------ PASSAGE GIVEN

On January 23rd, Local Pickins, wrapped in scarves and a double layer of sweaters under our winter coats, braved icy Brooklyn environs to attend Pie Corps ‘Simple Savory Winter Pies’ class. We were welcomed to Pie Corps by owner-founders Cheryl Perry and Felipa Lopez, who offered each student, arriving rosy-cheeked with cold, aprons, decorative name tags, and warm, delicious miniature versions of the pies we would be making that night. While whetting our appetites with these tiny, spicy delights, they explained that the class, touted as an introduction to the art of savory pie making, would also provide lessons in basic cooking, dough handling, and meat preparation techniques.
We began by surveying our ingredients, artfully arranged on baking sheets according to which pie they would soon become the filling for. Perry and Lopez addressed every ingredient one-by-one, filling us in on the best way to prepare it as a component of each particular dish. They took particular care to go over certain cooking basics – for example, the way to cut an onion for saute – that they see people getting wrong over and over again, and that make a big difference to the flavor of the dish. After a super clear and articulate tutorial from Perry, we felt confident that we would never again end up with limp, watery onion slices for our saute or tasteless mashed potatoes . We also added some new methods for cleaning kale, preparing fennel bulbs, and adding salt to our culinary bags of tricks.

------------
------ RECORDS

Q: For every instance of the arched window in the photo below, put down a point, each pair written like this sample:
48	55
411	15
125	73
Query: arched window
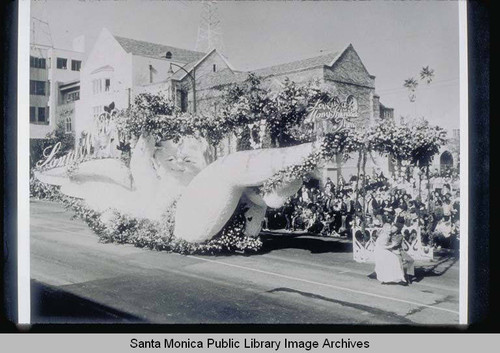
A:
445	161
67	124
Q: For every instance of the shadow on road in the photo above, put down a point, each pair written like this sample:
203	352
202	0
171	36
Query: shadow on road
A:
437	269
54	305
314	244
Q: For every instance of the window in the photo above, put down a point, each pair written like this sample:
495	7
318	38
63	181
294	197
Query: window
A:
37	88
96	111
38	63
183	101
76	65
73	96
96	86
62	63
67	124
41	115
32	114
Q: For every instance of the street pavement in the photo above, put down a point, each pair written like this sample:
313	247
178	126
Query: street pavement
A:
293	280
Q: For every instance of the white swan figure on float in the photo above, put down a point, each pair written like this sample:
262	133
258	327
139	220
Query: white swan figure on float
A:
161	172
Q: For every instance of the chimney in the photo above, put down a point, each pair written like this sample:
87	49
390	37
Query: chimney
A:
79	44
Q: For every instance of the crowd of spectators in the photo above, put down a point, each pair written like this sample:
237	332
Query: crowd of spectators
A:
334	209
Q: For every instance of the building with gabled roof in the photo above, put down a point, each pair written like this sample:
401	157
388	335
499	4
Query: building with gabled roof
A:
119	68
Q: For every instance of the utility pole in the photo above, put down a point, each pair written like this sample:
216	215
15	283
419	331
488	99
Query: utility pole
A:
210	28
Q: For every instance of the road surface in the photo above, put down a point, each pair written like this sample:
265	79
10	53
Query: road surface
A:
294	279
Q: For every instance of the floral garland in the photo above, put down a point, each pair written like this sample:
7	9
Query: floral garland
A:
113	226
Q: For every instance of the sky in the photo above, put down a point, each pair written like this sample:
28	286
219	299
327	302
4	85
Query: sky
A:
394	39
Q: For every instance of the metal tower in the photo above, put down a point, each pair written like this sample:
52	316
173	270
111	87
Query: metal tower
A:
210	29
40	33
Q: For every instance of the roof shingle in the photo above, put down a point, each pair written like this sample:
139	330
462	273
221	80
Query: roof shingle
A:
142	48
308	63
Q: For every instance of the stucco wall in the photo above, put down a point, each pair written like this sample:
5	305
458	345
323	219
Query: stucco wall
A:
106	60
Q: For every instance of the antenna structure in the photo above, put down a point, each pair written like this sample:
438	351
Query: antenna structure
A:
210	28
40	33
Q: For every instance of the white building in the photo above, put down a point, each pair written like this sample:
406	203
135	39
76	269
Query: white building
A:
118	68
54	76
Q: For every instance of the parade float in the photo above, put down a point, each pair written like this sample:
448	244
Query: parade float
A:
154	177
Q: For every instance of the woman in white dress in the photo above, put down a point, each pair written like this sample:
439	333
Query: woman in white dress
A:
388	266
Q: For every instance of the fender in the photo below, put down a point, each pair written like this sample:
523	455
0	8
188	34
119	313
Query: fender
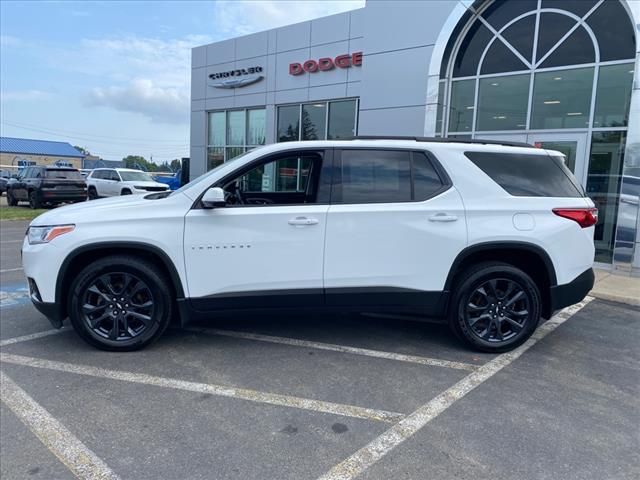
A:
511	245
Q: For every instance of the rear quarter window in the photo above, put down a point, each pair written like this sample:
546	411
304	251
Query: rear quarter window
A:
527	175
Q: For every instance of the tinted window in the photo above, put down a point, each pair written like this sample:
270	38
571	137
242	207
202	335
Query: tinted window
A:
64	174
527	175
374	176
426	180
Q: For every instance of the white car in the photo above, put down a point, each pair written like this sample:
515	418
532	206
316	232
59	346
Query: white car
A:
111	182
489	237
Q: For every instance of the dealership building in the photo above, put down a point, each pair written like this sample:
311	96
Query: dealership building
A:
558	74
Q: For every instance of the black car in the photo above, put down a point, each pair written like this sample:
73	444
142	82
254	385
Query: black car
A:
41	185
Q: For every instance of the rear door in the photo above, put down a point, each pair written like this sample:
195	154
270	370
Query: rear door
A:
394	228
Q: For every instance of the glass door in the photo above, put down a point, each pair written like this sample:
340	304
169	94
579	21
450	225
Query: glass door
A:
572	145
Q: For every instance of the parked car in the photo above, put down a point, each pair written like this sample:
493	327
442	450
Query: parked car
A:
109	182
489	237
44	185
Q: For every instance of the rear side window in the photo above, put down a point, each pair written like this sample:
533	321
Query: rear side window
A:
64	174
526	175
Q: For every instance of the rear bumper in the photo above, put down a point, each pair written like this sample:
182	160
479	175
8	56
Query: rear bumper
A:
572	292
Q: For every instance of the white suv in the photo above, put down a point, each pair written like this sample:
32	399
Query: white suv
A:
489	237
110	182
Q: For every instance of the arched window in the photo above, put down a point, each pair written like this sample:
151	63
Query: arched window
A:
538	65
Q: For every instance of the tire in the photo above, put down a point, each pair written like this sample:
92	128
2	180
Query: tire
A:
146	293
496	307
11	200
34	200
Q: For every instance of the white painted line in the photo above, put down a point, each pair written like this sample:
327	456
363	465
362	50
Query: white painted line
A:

------------

[WHAT TO WORK ON]
A: According to the passage about the savory pie class, who are the owner-founders of Pie Corps?
B: Reproduce word for word the portion of the passage about the savory pie class starting with "We began by" and going on through "bags of tricks.".

[OUTPUTS IN ORDER]
A: Cheryl Perry and Felipa Lopez

B:
We began by surveying our ingredients, artfully arranged on baking sheets according to which pie they would soon become the filling for. Perry and Lopez addressed every ingredient one-by-one, filling us in on the best way to prepare it as a component of each particular dish. They took particular care to go over certain cooking basics – for example, the way to cut an onion for saute – that they see people getting wrong over and over again, and that make a big difference to the flavor of the dish. After a super clear and articulate tutorial from Perry, we felt confident that we would never again end up with limp, watery onion slices for our saute or tasteless mashed potatoes . We also added some new methods for cleaning kale, preparing fennel bulbs, and adding salt to our culinary bags of tricks.